Conor
Conor

Reputation: 43

Remove text up to Nth instance of pattern match in csv files

I'm looking for a way to remove the first n lines from csv files.

Basically I've been given a dump of several hundred csv files with the task of creating a queryable MySQL database. The files have a legend in non-csv format taking up the first ~10 lines and throw an error when attempting to import to MySQL. The legend is variable in length as not all files have the same number of parameters.

I'm looking for a way to remove the legend and the only pattern I can find is that the first csv element is always the second instance of the word year.

The files basically look something like this, I want the start of each file to be the second instance of lower-case year.

Legend:
non-csv text...
year: Year
... etc

(csv format) year, month, day, etc...

> RECORDED DATA
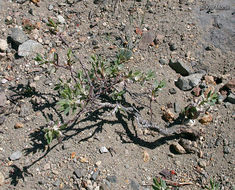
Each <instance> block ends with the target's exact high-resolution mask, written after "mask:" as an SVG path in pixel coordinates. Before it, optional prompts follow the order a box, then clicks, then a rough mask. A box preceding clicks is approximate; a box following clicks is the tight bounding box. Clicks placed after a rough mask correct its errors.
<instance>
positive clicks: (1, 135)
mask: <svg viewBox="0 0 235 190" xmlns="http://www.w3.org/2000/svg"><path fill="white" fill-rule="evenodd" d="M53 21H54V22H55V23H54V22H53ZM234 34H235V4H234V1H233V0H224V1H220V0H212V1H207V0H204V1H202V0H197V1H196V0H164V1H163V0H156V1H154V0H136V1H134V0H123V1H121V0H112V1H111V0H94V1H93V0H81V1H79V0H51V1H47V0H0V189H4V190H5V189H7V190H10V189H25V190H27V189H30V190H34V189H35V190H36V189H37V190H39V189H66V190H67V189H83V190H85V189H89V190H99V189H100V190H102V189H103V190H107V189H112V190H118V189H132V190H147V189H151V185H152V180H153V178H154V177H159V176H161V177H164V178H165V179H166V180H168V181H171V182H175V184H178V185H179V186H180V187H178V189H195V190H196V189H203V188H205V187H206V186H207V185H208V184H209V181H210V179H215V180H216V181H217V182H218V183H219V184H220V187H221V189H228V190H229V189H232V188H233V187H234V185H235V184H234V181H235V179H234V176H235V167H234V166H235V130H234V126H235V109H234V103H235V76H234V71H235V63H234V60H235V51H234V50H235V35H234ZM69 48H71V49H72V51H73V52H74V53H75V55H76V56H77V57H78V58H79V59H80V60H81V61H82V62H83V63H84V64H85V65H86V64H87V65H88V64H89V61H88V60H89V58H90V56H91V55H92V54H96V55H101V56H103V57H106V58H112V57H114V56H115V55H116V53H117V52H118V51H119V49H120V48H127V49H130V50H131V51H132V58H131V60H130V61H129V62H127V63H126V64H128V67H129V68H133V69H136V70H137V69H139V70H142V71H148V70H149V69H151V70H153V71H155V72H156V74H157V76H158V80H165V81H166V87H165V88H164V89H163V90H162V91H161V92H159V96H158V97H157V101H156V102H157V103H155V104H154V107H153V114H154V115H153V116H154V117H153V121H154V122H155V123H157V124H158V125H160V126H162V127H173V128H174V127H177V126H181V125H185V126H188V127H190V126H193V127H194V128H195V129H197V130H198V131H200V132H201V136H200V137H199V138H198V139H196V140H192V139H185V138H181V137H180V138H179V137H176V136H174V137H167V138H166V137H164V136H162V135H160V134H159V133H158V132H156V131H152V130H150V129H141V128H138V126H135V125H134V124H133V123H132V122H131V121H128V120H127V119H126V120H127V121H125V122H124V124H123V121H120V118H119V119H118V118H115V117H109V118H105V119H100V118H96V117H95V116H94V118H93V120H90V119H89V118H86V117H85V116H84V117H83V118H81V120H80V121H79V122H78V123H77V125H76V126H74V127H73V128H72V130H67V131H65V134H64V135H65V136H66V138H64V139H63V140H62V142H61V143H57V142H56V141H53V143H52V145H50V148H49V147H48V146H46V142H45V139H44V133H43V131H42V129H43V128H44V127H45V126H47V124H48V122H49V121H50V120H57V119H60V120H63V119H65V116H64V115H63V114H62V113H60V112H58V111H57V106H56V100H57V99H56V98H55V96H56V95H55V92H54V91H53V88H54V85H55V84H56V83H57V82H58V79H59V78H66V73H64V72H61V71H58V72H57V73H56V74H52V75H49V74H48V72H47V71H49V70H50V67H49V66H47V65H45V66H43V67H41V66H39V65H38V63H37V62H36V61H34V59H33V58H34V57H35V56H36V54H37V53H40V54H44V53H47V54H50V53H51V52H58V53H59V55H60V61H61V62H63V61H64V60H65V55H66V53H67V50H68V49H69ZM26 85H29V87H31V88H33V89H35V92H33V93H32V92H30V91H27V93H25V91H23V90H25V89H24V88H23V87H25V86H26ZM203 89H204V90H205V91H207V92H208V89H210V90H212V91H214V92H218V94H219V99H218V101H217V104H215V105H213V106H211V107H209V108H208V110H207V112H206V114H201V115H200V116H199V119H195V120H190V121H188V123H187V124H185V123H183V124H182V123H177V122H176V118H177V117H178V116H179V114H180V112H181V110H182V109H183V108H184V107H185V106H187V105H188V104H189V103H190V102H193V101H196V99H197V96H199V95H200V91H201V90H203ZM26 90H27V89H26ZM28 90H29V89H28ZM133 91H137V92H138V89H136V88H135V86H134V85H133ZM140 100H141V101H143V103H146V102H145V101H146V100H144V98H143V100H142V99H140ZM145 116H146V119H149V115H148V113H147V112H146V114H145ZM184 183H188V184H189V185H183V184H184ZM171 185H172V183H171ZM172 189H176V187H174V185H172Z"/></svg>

> APPLY WHAT YOU READ
1. Answer these from the csv post:
(a) What kind of database is the poster supposed to build from the files?
(b) About how many lines does the non-csv legend take up at the start of the files?
(c) What does the poster want the start of each file to be?
2. Can you copy word for word the stretch of the csv post from "I'm looking for a way to remove the first" through "number of parameters."?

> TASK ANSWERS
1.
(a) A queryable MySQL database.
(b) About the first 10 lines.
(c) The second instance of the lower-case word "year".

2.
I'm looking for a way to remove the first n lines from csv files.

Basically I've been given a dump of several hundred csv files with the task of creating a queryable MySQL database. The files have a legend in non-csv format taking up the first ~10 lines and throw an error when attempting to import to MySQL. The legend is variable in length as not all files have the same number of parameters.